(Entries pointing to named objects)
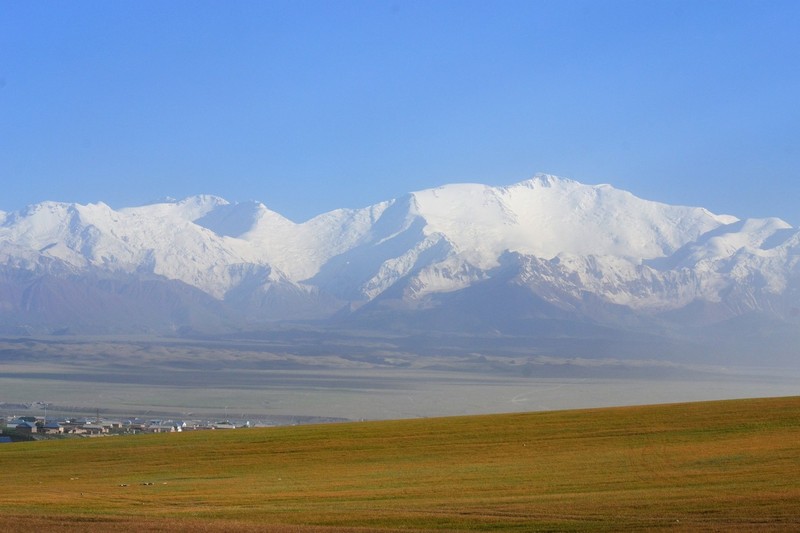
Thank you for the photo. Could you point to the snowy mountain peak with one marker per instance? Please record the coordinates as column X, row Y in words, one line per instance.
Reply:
column 555, row 238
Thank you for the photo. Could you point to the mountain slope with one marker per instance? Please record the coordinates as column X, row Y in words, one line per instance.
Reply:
column 466, row 254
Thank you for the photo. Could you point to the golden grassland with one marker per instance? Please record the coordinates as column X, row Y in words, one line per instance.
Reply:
column 716, row 466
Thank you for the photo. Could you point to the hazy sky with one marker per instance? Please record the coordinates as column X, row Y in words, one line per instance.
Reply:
column 312, row 105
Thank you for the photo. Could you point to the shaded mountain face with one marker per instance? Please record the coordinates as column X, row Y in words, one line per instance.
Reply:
column 459, row 257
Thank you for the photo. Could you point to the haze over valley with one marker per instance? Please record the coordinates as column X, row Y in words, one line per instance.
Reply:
column 466, row 298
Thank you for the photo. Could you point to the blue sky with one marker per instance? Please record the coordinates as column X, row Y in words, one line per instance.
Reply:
column 312, row 105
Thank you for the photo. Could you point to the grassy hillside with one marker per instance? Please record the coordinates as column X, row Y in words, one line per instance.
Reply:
column 724, row 466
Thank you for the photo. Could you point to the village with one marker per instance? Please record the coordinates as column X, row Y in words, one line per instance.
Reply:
column 25, row 428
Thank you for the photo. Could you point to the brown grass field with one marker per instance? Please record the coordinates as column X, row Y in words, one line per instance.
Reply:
column 710, row 466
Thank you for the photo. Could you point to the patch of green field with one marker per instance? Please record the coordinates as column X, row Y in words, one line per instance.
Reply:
column 732, row 465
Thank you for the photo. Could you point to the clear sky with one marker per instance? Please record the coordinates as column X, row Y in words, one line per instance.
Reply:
column 312, row 105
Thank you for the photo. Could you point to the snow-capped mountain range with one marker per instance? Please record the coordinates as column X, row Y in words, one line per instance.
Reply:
column 544, row 248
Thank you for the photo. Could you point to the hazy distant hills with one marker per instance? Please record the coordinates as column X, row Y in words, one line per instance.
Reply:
column 468, row 257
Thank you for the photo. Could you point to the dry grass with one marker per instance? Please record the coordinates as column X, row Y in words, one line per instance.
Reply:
column 722, row 466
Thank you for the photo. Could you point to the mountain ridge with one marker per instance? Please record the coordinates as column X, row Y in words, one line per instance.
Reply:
column 559, row 248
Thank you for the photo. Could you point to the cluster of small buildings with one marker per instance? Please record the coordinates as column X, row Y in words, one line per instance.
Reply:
column 32, row 425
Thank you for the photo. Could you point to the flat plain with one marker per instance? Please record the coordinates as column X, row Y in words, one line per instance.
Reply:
column 714, row 466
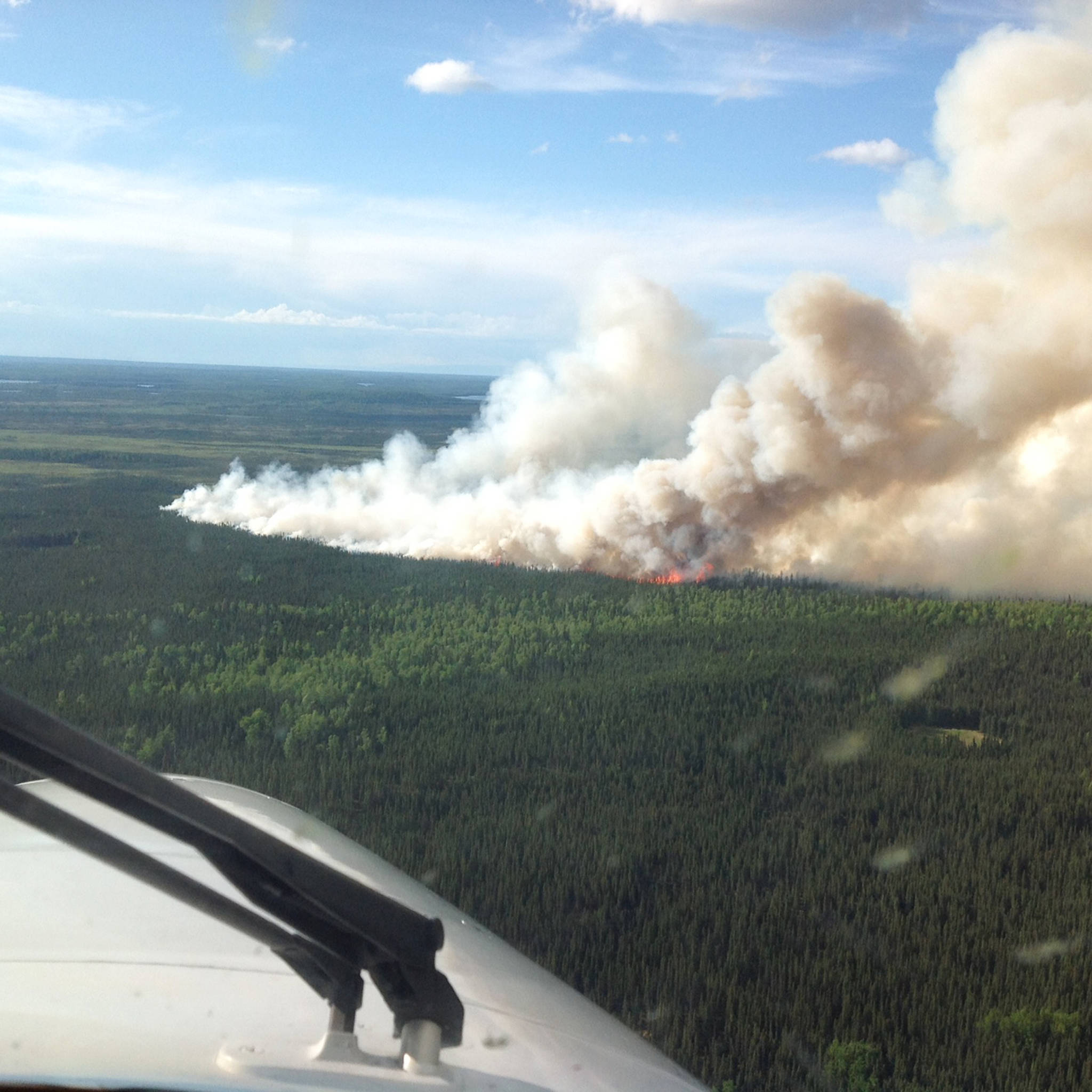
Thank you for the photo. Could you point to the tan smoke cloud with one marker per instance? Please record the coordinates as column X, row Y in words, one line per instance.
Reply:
column 950, row 444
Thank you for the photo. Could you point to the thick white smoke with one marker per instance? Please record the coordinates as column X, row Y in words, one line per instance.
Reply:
column 950, row 444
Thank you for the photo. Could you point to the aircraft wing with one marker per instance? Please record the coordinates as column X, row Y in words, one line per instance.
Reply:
column 106, row 982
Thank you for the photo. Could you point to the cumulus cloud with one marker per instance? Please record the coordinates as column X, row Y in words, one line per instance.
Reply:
column 807, row 15
column 62, row 121
column 447, row 78
column 870, row 153
column 947, row 443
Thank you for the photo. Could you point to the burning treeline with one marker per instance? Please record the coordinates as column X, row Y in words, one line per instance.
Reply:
column 948, row 444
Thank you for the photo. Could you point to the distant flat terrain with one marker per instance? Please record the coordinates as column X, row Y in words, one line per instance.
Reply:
column 66, row 419
column 736, row 814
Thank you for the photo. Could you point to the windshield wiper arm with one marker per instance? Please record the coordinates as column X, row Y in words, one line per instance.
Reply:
column 339, row 925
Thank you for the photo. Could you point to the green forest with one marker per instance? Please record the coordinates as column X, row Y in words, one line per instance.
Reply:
column 798, row 836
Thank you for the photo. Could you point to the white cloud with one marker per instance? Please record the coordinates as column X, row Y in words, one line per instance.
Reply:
column 870, row 153
column 281, row 46
column 714, row 65
column 100, row 235
column 459, row 325
column 816, row 17
column 447, row 78
column 46, row 117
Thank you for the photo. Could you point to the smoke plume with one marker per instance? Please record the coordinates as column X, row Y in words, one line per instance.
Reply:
column 947, row 444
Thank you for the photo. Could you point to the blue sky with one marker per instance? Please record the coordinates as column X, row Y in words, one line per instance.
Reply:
column 439, row 186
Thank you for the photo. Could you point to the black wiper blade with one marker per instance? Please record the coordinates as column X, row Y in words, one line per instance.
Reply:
column 340, row 925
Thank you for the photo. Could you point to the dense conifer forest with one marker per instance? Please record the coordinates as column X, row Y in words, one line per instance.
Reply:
column 798, row 836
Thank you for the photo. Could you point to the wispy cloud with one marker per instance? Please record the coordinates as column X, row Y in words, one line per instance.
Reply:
column 459, row 325
column 364, row 259
column 808, row 15
column 63, row 121
column 279, row 46
column 719, row 65
column 870, row 153
column 447, row 78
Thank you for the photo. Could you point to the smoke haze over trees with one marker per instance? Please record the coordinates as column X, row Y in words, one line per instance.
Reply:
column 944, row 443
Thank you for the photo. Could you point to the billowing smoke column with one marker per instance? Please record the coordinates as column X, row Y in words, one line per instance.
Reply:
column 947, row 445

__Task description__:
Copy all of the entries above verbatim, omitting the pictures.

__Written answer__:
Thank you for the photo. Could you point to the snowy mountain peak with one marker per instance? Please record the coordinates as column X, row Y in words, one line per instance.
Reply:
column 555, row 238
Thank you for the photo. Could you point to the mountain slope with one marker per instance? Please record the coordinates as column X, row Y in words, one line per instance.
Reply:
column 466, row 254
Thank you for the photo. Could you point to the golden grassland with one marker per instance? Please record the coordinates as column X, row Y in words, one line per instance.
Reply:
column 716, row 466
Thank you for the photo. Could you point to the hazy sky with one marker per instance? Please record the coordinates as column X, row Y in words, one line per instance.
Reply:
column 312, row 105
Thank you for the photo. Could you point to the shaded mountain face with one marker per instance? Please record the coordinates as column X, row Y in words, one line per instance.
Reply:
column 459, row 257
Thank you for the photo. Could you point to the haze over valley with one marker per instance? Please record the coordinates as column X, row Y in words, one line per instance.
Reply:
column 466, row 298
Thank you for the photo. Could you point to the blue sky with one marker per instance? Please record the coordinates as column X, row Y in words, one line per instance.
Reply:
column 312, row 105
Thank you for the photo. Could you point to the grassy hillside with one marker per instance? Please record the coordinates as column X, row Y in words, one line per instance.
Reply:
column 724, row 466
Thank you for the photo. Could you point to the village with one marker per instance? Please record the coordinates as column X, row Y in words, one line per instance.
Reply:
column 25, row 428
Thank you for the photo. Could you point to the brown grass field with one marker per instance? Please record the coordinates as column X, row Y in words, one line per instance.
Reply:
column 710, row 466
Thank you for the photo. Could you point to the patch of green field with one marker per instance? Please record the coordinates as column X, row Y in words, one line per instance.
Reply:
column 732, row 465
Thank you for the photo. Could you point to the clear sky with one marker per instance? Please record the coordinates as column X, row Y in words, one line per instance.
Reply:
column 312, row 105
Thank you for the photo. Could you point to the snow-capped mountain range with one marker per instance? Please record the coordinates as column X, row Y in words, one line per instance.
Reply:
column 544, row 248
Thank you for the photo. Could you point to the hazy distant hills with one marker per instance? Please record the coordinates as column X, row Y in words, one line per instance.
Reply:
column 468, row 257
Thank you for the photo. Could you point to the dry grass with one marker per instance? Please record the coordinates as column X, row Y in words, one line per instance.
Reply:
column 722, row 466
Thank you for the photo. Could you point to the mountain ridge with one marker per instance? Please record the coordinates as column X, row Y in words, one line per instance.
Reply:
column 559, row 248
Thank you for the photo. Could you point to the cluster of small buildings with one marker per instance? Please record the coordinates as column X, row Y in words, one line per instance.
Reply:
column 32, row 425
Thank you for the photo. Could you point to the flat plain with one marker per instance? Please record the coordinates as column X, row Y in words, one line per instance.
Reply:
column 714, row 466
Thank you for the photo. Could you point to the tan smoke cloud with one marker per instance? Please record the coordinates as column X, row Y in words, one line per instance.
Reply:
column 950, row 444
Thank you for the photo. Could you point to the thick white smoke with one marker per instance? Please record the coordinates as column X, row Y in words, one line per instance.
Reply:
column 950, row 444
Thank you for the photo. Could you point to the aircraft wing with one marker per instance? Please record the coordinates as column X, row Y in words, one line per instance.
Reply:
column 106, row 982
Thank you for the photo. Could you point to the cumulus cloud with one marker per instance? Please record the coordinates as column X, row Y in words, one line per instance.
Reply:
column 807, row 15
column 62, row 121
column 447, row 78
column 870, row 153
column 947, row 443
Thank you for the photo. Could you point to the burning treeline with one marker per instance? Please record the coordinates as column X, row Y in words, one line per instance.
Reply:
column 948, row 444
Thank you for the photo. Could you point to the distant flat terrain with one marker per instance? Please record the coordinates as column X, row Y in words, one line per instance.
Reply:
column 66, row 419
column 736, row 814
Thank you for the photo. Could you point to the windshield wiper arm with one marker per instance? Please record the coordinates as column X, row Y in words, one line per instance.
Reply:
column 339, row 925
Thank you for the photo. Could you point to the green forest with one marker per instance? Please record the coordinates as column X, row Y in words, one line per instance.
Reply:
column 798, row 836
Thank you for the photo. Could you point to the white cloud with one marker per instance? Please record the coordinates as column X, row Y in words, one line per instance.
Reply:
column 870, row 153
column 281, row 46
column 714, row 65
column 100, row 235
column 459, row 325
column 816, row 17
column 447, row 78
column 46, row 117
Thank you for the photo. Could you point to the smoke plume with one marker per instance? Please record the coordinates as column X, row Y in words, one line per instance.
Reply:
column 947, row 444
Thank you for the photo. Could you point to the blue sky with one marker per instance? Please record the coordinates as column X, row Y in words, one line per instance.
Reply:
column 439, row 186
Thank you for the photo. Could you point to the black wiper blade with one marker per instance? Please record the coordinates as column X, row Y in words, one line per instance.
Reply:
column 340, row 925
Thank you for the photo. Could you point to the dense conifer forest with one marker per instance? Please record the coordinates as column X, row Y in words, one line per instance.
Reply:
column 798, row 836
Thank you for the photo. Could you point to the wispy cloud with one marker per instance? Please record the coordinates as column X, row Y in words, one line per instance.
Reply:
column 459, row 325
column 364, row 259
column 808, row 15
column 63, row 121
column 279, row 46
column 719, row 65
column 870, row 153
column 447, row 78
Thank you for the photo. Could you point to the smoke haze over trees with one marker per instance? Please record the coordinates as column X, row Y in words, one line per instance.
Reply:
column 944, row 443
Thank you for the photo. Could you point to the billowing smoke column with one marker per instance? Please record the coordinates as column X, row Y in words, one line per instance.
Reply:
column 947, row 445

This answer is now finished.